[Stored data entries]
◇ ◇ ◇ ◇ ◇ ◇ ◇

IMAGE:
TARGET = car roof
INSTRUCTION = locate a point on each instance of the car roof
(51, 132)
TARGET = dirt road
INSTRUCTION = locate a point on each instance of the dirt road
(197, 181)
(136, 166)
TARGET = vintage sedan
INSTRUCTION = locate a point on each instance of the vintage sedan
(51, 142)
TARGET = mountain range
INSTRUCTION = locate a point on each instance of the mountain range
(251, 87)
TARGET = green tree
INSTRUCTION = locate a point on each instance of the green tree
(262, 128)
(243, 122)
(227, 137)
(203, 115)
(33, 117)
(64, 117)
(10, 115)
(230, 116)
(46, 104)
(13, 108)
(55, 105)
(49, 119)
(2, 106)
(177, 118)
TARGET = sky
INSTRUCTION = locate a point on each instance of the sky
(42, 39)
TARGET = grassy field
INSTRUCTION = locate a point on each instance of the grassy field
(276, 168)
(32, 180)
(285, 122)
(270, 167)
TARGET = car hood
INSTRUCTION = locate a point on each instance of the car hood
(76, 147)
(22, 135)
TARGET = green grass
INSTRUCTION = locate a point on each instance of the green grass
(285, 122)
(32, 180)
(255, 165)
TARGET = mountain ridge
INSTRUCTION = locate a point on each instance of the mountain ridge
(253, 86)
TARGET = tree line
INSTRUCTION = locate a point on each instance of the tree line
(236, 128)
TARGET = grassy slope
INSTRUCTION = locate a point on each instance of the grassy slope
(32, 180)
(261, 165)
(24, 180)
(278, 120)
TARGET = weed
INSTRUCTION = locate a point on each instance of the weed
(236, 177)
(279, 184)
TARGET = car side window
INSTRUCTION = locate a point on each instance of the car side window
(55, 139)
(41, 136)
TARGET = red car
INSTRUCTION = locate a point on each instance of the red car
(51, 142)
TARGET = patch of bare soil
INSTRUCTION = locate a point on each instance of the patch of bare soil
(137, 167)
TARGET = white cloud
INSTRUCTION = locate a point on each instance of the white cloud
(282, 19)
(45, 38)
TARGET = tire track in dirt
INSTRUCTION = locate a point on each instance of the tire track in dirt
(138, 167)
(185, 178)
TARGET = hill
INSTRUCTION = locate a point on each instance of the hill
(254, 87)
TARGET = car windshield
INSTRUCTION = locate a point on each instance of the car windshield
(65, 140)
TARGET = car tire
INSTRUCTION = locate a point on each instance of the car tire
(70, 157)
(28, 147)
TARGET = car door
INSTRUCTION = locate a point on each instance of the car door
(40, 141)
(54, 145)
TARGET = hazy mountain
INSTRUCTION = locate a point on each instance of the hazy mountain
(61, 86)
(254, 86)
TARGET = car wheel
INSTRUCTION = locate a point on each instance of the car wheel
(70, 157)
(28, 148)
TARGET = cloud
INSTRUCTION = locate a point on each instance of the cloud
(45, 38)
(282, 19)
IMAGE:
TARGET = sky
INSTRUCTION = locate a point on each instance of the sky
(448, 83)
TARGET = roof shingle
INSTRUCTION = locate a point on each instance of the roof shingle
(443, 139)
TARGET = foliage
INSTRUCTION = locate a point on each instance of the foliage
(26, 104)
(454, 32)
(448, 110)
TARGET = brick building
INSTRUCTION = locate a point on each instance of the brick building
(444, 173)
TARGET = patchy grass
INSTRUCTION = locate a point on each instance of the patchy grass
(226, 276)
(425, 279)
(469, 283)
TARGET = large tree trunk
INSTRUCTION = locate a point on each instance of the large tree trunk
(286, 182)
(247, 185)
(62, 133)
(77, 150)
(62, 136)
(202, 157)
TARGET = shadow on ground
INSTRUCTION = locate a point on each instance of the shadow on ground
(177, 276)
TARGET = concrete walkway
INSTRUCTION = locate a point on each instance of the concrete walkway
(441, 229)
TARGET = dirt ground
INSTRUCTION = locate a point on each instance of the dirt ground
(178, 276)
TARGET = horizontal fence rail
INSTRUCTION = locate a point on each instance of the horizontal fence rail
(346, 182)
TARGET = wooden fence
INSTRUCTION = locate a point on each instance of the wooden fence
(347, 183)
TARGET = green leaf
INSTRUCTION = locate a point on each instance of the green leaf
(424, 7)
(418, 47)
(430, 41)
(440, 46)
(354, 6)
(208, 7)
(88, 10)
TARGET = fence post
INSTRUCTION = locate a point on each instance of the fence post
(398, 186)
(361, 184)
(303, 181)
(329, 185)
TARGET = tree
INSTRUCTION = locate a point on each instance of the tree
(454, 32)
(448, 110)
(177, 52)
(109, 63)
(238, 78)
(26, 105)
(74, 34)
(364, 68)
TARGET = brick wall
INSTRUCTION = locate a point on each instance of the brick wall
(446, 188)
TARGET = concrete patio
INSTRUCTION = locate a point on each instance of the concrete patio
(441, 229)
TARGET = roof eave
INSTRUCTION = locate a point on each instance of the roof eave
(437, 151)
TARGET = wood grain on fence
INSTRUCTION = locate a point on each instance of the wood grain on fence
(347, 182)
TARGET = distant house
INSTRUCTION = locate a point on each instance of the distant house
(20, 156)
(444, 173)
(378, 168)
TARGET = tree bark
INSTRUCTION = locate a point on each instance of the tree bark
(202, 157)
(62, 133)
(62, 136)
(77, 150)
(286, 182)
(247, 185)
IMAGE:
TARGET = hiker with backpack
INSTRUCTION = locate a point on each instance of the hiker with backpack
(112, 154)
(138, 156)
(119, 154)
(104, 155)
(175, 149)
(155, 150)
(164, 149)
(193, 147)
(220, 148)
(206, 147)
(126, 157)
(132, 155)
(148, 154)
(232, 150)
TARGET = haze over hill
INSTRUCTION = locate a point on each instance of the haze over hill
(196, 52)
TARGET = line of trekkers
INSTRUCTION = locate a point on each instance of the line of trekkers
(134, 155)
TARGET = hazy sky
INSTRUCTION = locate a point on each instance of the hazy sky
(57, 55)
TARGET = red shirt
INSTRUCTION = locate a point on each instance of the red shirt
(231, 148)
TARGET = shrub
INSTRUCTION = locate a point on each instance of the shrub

◇ ◇ ◇ ◇ ◇ ◇ ◇

WHAT THE TASK ASKS: An exact transcription of the entries is needed, complete to the final line.

RESPONSE AREA:
IMAGE:
TARGET = car roof
INSTRUCTION = locate a point on each instance of the car roof
(51, 132)
TARGET = dirt road
INSTRUCTION = locate a point on each instance of the dirt road
(197, 181)
(136, 166)
TARGET = vintage sedan
INSTRUCTION = locate a point on each instance of the vintage sedan
(51, 142)
TARGET = mountain range
INSTRUCTION = locate a point on each instance of the mountain range
(251, 87)
TARGET = green tree
INSTRUCTION = locate a point on each instance of the green tree
(262, 128)
(243, 122)
(227, 137)
(203, 115)
(33, 117)
(64, 117)
(10, 115)
(230, 116)
(46, 104)
(13, 108)
(55, 105)
(49, 119)
(2, 106)
(177, 118)
TARGET = sky
INSTRUCTION = locate a point on each instance of the sky
(42, 39)
TARGET = grassy field
INSTRUCTION = locate a point on each instance of the grassy field
(276, 168)
(32, 180)
(285, 122)
(270, 167)
TARGET = car hood
INSTRUCTION = locate a point on each instance of the car hood
(76, 147)
(22, 135)
TARGET = green grass
INSTRUCTION = locate a point on each instance of the green grass
(285, 122)
(32, 180)
(255, 165)
TARGET = mountain ridge
INSTRUCTION = locate a point on each instance of the mountain ridge
(253, 86)
TARGET = tree line
INSTRUCTION = locate a point on each instance of the tree line
(236, 128)
TARGET = grassy slope
INSTRUCTION = locate a point on each instance of the grassy slope
(32, 180)
(261, 165)
(24, 180)
(278, 120)
TARGET = weed
INSTRUCTION = locate a point on each instance of the weed
(236, 177)
(279, 184)
TARGET = car side window
INSTRUCTION = locate a point on each instance of the car side window
(55, 139)
(41, 136)
TARGET = red car
INSTRUCTION = locate a point on each instance of the red car
(51, 142)
TARGET = patch of bare soil
INSTRUCTION = locate a point on each instance of the patch of bare soil
(137, 167)
TARGET = white cloud
INSTRUCTION = locate a point on each instance of the white cloud
(282, 19)
(45, 38)
TARGET = tire track in dirt
INSTRUCTION = locate a point on each instance of the tire track in dirt
(138, 167)
(185, 178)
TARGET = hill
INSTRUCTION = locate a point on each instance of the hill
(254, 87)
TARGET = car windshield
INSTRUCTION = locate a point on each instance of the car windshield
(65, 140)
TARGET = car tire
INSTRUCTION = locate a point on each instance of the car tire
(70, 157)
(28, 147)
TARGET = car door
INSTRUCTION = locate a point on each instance of the car door
(40, 141)
(54, 145)
TARGET = hazy mountain
INSTRUCTION = locate a point on each instance of the hazy mountain
(61, 86)
(254, 86)
TARGET = car wheel
INSTRUCTION = locate a point on each instance of the car wheel
(70, 157)
(28, 148)
TARGET = cloud
INSTRUCTION = locate a point on each instance of the cloud
(45, 38)
(282, 19)
IMAGE:
TARGET = sky
INSTRUCTION = locate a point on each instance of the sky
(448, 83)
TARGET = roof shingle
INSTRUCTION = locate a point on each instance of the roof shingle
(443, 139)
TARGET = foliage
INSTRUCTION = locate a point on each instance of the foliage
(26, 104)
(454, 32)
(448, 110)
TARGET = brick building
INSTRUCTION = locate a point on each instance of the brick building
(444, 173)
TARGET = patchy grass
INSTRUCTION = locate a point on each instance of the patchy grass
(226, 276)
(425, 279)
(469, 283)
TARGET = large tree trunk
INSTRUCTION = locate a point on each instance of the large tree trunk
(286, 182)
(247, 185)
(62, 133)
(77, 150)
(62, 136)
(202, 157)
TARGET = shadow on ground
INSTRUCTION = locate a point on each instance of the shadow on ground
(177, 276)
TARGET = concrete walkway
INSTRUCTION = locate a point on each instance of the concrete walkway
(441, 229)
TARGET = dirt ground
INSTRUCTION = locate a point on each instance of the dirt ground
(178, 276)
TARGET = horizontal fence rail
INSTRUCTION = locate a point on each instance of the horizontal fence rail
(346, 182)
TARGET = wooden fence
INSTRUCTION = locate a point on each instance of the wooden fence
(347, 183)
TARGET = green leaf
INSTRUCTION = locate a point on each instance of the green leaf
(424, 7)
(418, 47)
(430, 41)
(440, 46)
(354, 6)
(208, 7)
(88, 10)
TARGET = fence post
INSTRUCTION = locate a point on each instance of the fence post
(398, 186)
(361, 184)
(303, 181)
(329, 185)
TARGET = tree
INSTRUCTION = locate a point on each instance of the tree
(454, 32)
(448, 110)
(177, 52)
(109, 63)
(238, 78)
(26, 105)
(74, 34)
(364, 68)
TARGET = brick wall
INSTRUCTION = locate a point on each instance of the brick wall
(446, 188)
TARGET = concrete patio
INSTRUCTION = locate a point on each instance of the concrete patio
(441, 229)
TARGET = roof eave
INSTRUCTION = locate a point on each instance of the roof eave
(437, 151)
TARGET = wood grain on fence
INSTRUCTION = locate a point on each instance of the wood grain on fence
(347, 182)
TARGET = distant house
INSTRUCTION = locate a point on each instance of the distant house
(20, 156)
(444, 173)
(378, 168)
TARGET = tree bark
INSTRUCTION = locate a point on each instance of the tree bark
(202, 157)
(62, 133)
(62, 136)
(77, 150)
(286, 182)
(247, 185)
IMAGE:
TARGET = hiker with backpack
INSTRUCTION = locate a point on each instance of the hiker with backpack
(112, 154)
(138, 156)
(119, 154)
(104, 155)
(175, 149)
(155, 150)
(164, 149)
(193, 147)
(220, 148)
(206, 147)
(126, 157)
(132, 155)
(148, 154)
(232, 150)
TARGET = haze over hill
INSTRUCTION = locate a point on each instance of the haze over hill
(196, 52)
TARGET = line of trekkers
INSTRUCTION = locate a point on each instance of the line of trekkers
(134, 155)
TARGET = hazy sky
INSTRUCTION = locate a point on each instance of the hazy sky
(57, 55)
TARGET = red shirt
INSTRUCTION = locate a point on each instance of the red shirt
(231, 148)
TARGET = shrub
INSTRUCTION = locate a point on each instance of the shrub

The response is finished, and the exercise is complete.